Rewrite the material below with "Subject" changed to "Target" everywhere it appears, keeping everything else the same. Omit the pictures from your answer.

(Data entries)

####################

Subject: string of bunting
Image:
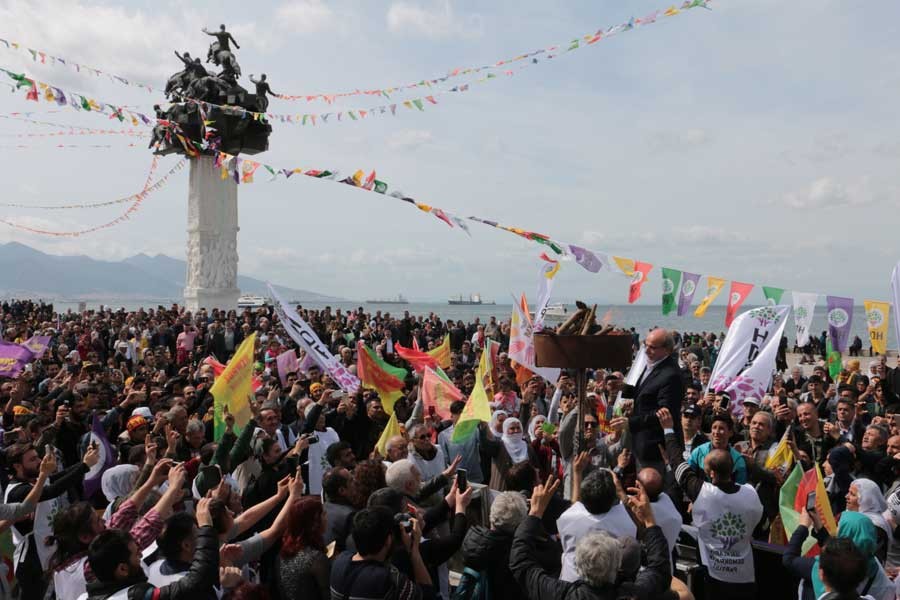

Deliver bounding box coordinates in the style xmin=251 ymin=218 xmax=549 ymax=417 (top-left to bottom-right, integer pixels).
xmin=0 ymin=143 xmax=147 ymax=148
xmin=199 ymin=152 xmax=886 ymax=326
xmin=0 ymin=38 xmax=160 ymax=93
xmin=0 ymin=157 xmax=187 ymax=237
xmin=0 ymin=0 xmax=711 ymax=106
xmin=0 ymin=67 xmax=156 ymax=127
xmin=274 ymin=0 xmax=711 ymax=104
xmin=0 ymin=156 xmax=166 ymax=210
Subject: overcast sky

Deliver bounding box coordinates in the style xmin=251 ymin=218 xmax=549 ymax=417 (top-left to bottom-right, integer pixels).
xmin=0 ymin=0 xmax=900 ymax=303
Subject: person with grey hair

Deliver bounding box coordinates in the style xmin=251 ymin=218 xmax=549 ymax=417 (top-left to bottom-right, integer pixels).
xmin=509 ymin=477 xmax=672 ymax=600
xmin=560 ymin=462 xmax=637 ymax=581
xmin=462 ymin=492 xmax=528 ymax=600
xmin=610 ymin=329 xmax=684 ymax=473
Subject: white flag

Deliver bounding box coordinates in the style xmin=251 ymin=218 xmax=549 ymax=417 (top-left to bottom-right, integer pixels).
xmin=534 ymin=261 xmax=560 ymax=331
xmin=891 ymin=262 xmax=900 ymax=347
xmin=509 ymin=295 xmax=559 ymax=383
xmin=709 ymin=306 xmax=791 ymax=417
xmin=791 ymin=292 xmax=819 ymax=348
xmin=269 ymin=284 xmax=359 ymax=394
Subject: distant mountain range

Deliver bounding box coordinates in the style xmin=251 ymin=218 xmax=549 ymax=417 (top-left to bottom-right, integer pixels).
xmin=0 ymin=242 xmax=340 ymax=302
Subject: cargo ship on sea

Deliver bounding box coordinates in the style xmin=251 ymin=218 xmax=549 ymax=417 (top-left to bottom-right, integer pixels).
xmin=447 ymin=294 xmax=497 ymax=306
xmin=366 ymin=294 xmax=409 ymax=304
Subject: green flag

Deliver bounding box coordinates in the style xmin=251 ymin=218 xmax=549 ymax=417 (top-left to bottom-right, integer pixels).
xmin=663 ymin=267 xmax=681 ymax=315
xmin=778 ymin=462 xmax=816 ymax=555
xmin=763 ymin=285 xmax=784 ymax=306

####################

[SOLUTION TO THE PROBLEM]
Target: string of bunting
Image:

Deliver bounding box coordinates in the style xmin=251 ymin=218 xmax=549 ymax=417 (top-left to bottom-right, integer pixels).
xmin=0 ymin=143 xmax=147 ymax=148
xmin=199 ymin=152 xmax=886 ymax=326
xmin=0 ymin=38 xmax=160 ymax=93
xmin=0 ymin=157 xmax=187 ymax=237
xmin=0 ymin=0 xmax=711 ymax=106
xmin=0 ymin=67 xmax=156 ymax=127
xmin=274 ymin=0 xmax=711 ymax=104
xmin=0 ymin=156 xmax=166 ymax=210
Target: overcast sky

Deliver bounding box coordinates in the style xmin=251 ymin=218 xmax=549 ymax=417 (top-left to bottom-right, integer pixels).
xmin=0 ymin=0 xmax=900 ymax=303
Target: person with grey hair

Deliver bounding box coordinates in the style xmin=251 ymin=218 xmax=549 ymax=417 (top-left to bottom-right, integer pixels).
xmin=509 ymin=477 xmax=672 ymax=600
xmin=560 ymin=462 xmax=637 ymax=581
xmin=462 ymin=492 xmax=528 ymax=600
xmin=610 ymin=329 xmax=684 ymax=473
Target: white flag

Deliver bounding box coordinates in the style xmin=251 ymin=218 xmax=549 ymax=417 (top-left to bottom-right, integer pixels).
xmin=534 ymin=261 xmax=560 ymax=331
xmin=891 ymin=262 xmax=900 ymax=347
xmin=509 ymin=295 xmax=559 ymax=383
xmin=709 ymin=306 xmax=791 ymax=417
xmin=791 ymin=292 xmax=819 ymax=348
xmin=269 ymin=284 xmax=359 ymax=394
Target: distant mountain range

Deliver bounding box coordinates in the style xmin=251 ymin=218 xmax=549 ymax=417 (top-left to bottom-right, integer pixels).
xmin=0 ymin=242 xmax=340 ymax=302
Target: cargo ship on sea

Deliver bounding box coordinates in the style xmin=251 ymin=218 xmax=549 ymax=417 (top-left to bottom-right, integer pixels).
xmin=447 ymin=294 xmax=497 ymax=306
xmin=366 ymin=294 xmax=409 ymax=304
Target: green flag

Deliver bounding box coordinates in the style xmin=251 ymin=218 xmax=549 ymax=417 (top-left to bottom-right, integer pixels).
xmin=663 ymin=267 xmax=681 ymax=315
xmin=778 ymin=462 xmax=816 ymax=555
xmin=763 ymin=285 xmax=784 ymax=306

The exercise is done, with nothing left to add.